### [WHAT THE TASK REQUIRES]
Word for word, reproduce all of the entries shown below.

====== GIVEN DATA

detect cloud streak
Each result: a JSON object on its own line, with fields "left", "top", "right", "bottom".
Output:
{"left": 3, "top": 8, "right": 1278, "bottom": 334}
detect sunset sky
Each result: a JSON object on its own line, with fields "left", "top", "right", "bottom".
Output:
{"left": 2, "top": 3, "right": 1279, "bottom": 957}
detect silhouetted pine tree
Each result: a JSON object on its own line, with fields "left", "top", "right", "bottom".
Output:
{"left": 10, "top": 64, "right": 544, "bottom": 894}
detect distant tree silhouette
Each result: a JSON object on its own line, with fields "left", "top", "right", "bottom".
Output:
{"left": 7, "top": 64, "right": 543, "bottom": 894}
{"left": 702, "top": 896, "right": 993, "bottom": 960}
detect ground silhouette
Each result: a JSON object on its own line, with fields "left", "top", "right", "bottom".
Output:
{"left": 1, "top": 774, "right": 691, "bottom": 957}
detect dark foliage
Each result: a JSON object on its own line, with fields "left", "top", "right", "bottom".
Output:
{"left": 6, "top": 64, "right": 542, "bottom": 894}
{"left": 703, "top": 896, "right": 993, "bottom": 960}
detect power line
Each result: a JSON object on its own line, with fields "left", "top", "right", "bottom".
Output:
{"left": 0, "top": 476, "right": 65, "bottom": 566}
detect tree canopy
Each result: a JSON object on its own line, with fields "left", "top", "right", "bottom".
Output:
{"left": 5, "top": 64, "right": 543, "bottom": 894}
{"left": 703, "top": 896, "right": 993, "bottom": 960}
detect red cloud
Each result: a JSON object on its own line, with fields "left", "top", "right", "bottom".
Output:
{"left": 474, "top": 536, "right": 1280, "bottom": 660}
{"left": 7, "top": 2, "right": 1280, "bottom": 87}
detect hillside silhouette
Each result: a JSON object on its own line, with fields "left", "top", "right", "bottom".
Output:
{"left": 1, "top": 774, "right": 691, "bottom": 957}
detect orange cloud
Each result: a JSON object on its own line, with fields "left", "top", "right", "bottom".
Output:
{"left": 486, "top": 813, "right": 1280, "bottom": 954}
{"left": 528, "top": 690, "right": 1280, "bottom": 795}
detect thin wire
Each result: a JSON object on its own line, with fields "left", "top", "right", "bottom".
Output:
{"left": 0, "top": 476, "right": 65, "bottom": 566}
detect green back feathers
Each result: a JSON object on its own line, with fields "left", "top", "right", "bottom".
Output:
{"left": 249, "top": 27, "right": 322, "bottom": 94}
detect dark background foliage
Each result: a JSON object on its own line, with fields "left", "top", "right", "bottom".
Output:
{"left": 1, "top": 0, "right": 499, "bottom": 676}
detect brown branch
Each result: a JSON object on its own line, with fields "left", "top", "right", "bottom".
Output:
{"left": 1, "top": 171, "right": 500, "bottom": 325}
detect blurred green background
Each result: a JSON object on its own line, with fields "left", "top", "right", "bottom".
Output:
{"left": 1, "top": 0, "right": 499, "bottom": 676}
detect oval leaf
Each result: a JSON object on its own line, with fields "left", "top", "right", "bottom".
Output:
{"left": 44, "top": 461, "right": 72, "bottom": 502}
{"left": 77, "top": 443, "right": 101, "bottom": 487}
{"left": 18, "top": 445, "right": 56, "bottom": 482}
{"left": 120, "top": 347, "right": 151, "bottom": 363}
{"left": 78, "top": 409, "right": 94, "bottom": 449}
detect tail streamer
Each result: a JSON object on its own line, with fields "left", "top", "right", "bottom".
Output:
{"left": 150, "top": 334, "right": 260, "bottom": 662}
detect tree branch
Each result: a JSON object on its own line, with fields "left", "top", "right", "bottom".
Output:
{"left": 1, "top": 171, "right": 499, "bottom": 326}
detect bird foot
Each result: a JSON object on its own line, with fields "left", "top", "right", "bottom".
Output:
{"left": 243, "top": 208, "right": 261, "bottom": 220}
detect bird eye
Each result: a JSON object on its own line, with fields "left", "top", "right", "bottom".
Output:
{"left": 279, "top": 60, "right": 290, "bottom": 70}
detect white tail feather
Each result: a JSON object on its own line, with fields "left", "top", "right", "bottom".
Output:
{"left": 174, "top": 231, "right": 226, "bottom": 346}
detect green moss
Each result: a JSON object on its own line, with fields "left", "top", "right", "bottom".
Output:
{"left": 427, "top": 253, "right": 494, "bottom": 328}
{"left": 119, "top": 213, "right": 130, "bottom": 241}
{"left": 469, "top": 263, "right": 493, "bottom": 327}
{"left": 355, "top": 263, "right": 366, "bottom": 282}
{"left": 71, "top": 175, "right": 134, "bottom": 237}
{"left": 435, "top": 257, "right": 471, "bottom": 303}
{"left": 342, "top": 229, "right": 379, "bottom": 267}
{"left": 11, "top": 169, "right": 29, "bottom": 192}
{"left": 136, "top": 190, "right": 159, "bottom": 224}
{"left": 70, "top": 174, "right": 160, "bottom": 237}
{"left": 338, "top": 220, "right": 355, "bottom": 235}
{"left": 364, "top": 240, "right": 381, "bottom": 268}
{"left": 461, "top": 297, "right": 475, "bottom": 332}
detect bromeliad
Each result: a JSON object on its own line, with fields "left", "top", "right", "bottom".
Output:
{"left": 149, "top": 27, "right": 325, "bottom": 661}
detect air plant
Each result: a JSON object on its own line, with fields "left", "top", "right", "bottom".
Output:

============

### [SOLUTION]
detect cloud streak
Each result: a JSON object on its own line, with fields "left", "top", "right", "bottom".
Output:
{"left": 3, "top": 8, "right": 1278, "bottom": 334}
detect sunset sky
Each result: a JSON object on its own line, with fields "left", "top", "right", "bottom".
Output:
{"left": 2, "top": 3, "right": 1279, "bottom": 957}
detect silhouetted pine tree
Each result: a JSON object on its own line, with fields "left", "top", "right", "bottom".
Output:
{"left": 10, "top": 64, "right": 544, "bottom": 894}
detect distant tree silhouette
Each result: a JSON object on its own line, with fields "left", "top", "right", "bottom".
Output:
{"left": 7, "top": 64, "right": 543, "bottom": 894}
{"left": 702, "top": 896, "right": 993, "bottom": 960}
detect ground silhouette
Each result: a JSON object on its own line, with fields "left", "top", "right", "bottom".
Output:
{"left": 1, "top": 774, "right": 691, "bottom": 957}
detect dark foliage
Each result: a JSON object on its own line, with fields "left", "top", "right", "bottom".
Output:
{"left": 6, "top": 64, "right": 542, "bottom": 894}
{"left": 703, "top": 896, "right": 993, "bottom": 960}
detect power line
Each result: a JSON object on its own line, with fields "left", "top", "right", "bottom".
Output:
{"left": 0, "top": 476, "right": 65, "bottom": 566}
detect tree canopy
Each result: a JSON object on its own line, with fields "left", "top", "right", "bottom".
Output:
{"left": 5, "top": 64, "right": 543, "bottom": 894}
{"left": 703, "top": 896, "right": 993, "bottom": 960}
detect red cloud
Each result: a JSON object on its own line, with fields "left", "top", "right", "bottom".
Output:
{"left": 474, "top": 536, "right": 1280, "bottom": 660}
{"left": 7, "top": 2, "right": 1280, "bottom": 87}
detect hillside silhouette
Each result: a JSON object on its own line, with fields "left", "top", "right", "bottom".
Output:
{"left": 1, "top": 774, "right": 691, "bottom": 957}
detect orange cloud
Each result: a JSON object on its own line, with fields "left", "top", "right", "bottom".
Output:
{"left": 486, "top": 813, "right": 1280, "bottom": 954}
{"left": 528, "top": 690, "right": 1280, "bottom": 795}
detect thin wire
Each result: a JSON object on its own line, with fields "left", "top", "right", "bottom".
Output:
{"left": 0, "top": 476, "right": 65, "bottom": 566}
detect green back feathers
Each result: a JSON object on its own line, with fields "left", "top", "right", "bottom".
Output:
{"left": 249, "top": 27, "right": 322, "bottom": 94}
detect dark background foliage
Each result: a JSON object on its own line, with fields "left", "top", "right", "bottom".
Output:
{"left": 1, "top": 0, "right": 499, "bottom": 676}
detect brown branch
Each result: a JSON object on its own line, with fields "left", "top", "right", "bottom".
Output:
{"left": 1, "top": 171, "right": 500, "bottom": 325}
detect blurred green background
Each result: a JSON object on its own line, with fields "left", "top", "right", "bottom".
Output:
{"left": 1, "top": 0, "right": 499, "bottom": 676}
detect oval leaf
Each result: a JSON object on its own line, with fields "left", "top", "right", "bottom".
Output:
{"left": 44, "top": 461, "right": 72, "bottom": 502}
{"left": 77, "top": 443, "right": 101, "bottom": 487}
{"left": 18, "top": 445, "right": 56, "bottom": 482}
{"left": 120, "top": 347, "right": 151, "bottom": 363}
{"left": 78, "top": 409, "right": 94, "bottom": 449}
detect tail streamer
Each result: a JSON object on its own line, with fields "left", "top", "right", "bottom".
Output:
{"left": 150, "top": 334, "right": 260, "bottom": 662}
detect tree branch
Each result: a JSON object on its own line, with fields "left", "top", "right", "bottom".
Output:
{"left": 1, "top": 171, "right": 499, "bottom": 326}
detect bird foot
Each result: a JSON object on its own line, with fields "left", "top", "right", "bottom".
Output:
{"left": 243, "top": 208, "right": 261, "bottom": 220}
detect bird eye
Each result: a JSON object on its own line, with fields "left", "top", "right", "bottom".
Output:
{"left": 279, "top": 60, "right": 290, "bottom": 70}
detect white tail feather
Each result: a JSON object on its own line, with fields "left", "top", "right", "bottom".
Output:
{"left": 174, "top": 231, "right": 226, "bottom": 346}
detect green moss
Each result: a JSON object on its own line, with fields "left", "top", "right", "bottom".
Output:
{"left": 427, "top": 253, "right": 494, "bottom": 328}
{"left": 119, "top": 213, "right": 130, "bottom": 241}
{"left": 469, "top": 263, "right": 493, "bottom": 327}
{"left": 355, "top": 263, "right": 366, "bottom": 282}
{"left": 71, "top": 175, "right": 134, "bottom": 237}
{"left": 435, "top": 257, "right": 471, "bottom": 303}
{"left": 342, "top": 229, "right": 379, "bottom": 267}
{"left": 11, "top": 169, "right": 29, "bottom": 192}
{"left": 136, "top": 190, "right": 159, "bottom": 224}
{"left": 70, "top": 174, "right": 160, "bottom": 237}
{"left": 338, "top": 220, "right": 355, "bottom": 235}
{"left": 364, "top": 240, "right": 381, "bottom": 268}
{"left": 461, "top": 297, "right": 475, "bottom": 332}
detect bromeliad
Each result: a JSON object on its own line, with fields "left", "top", "right", "bottom".
Output:
{"left": 149, "top": 27, "right": 325, "bottom": 661}
detect air plant
Each result: a JSON object on its own line, with fields "left", "top", "right", "bottom".
Output:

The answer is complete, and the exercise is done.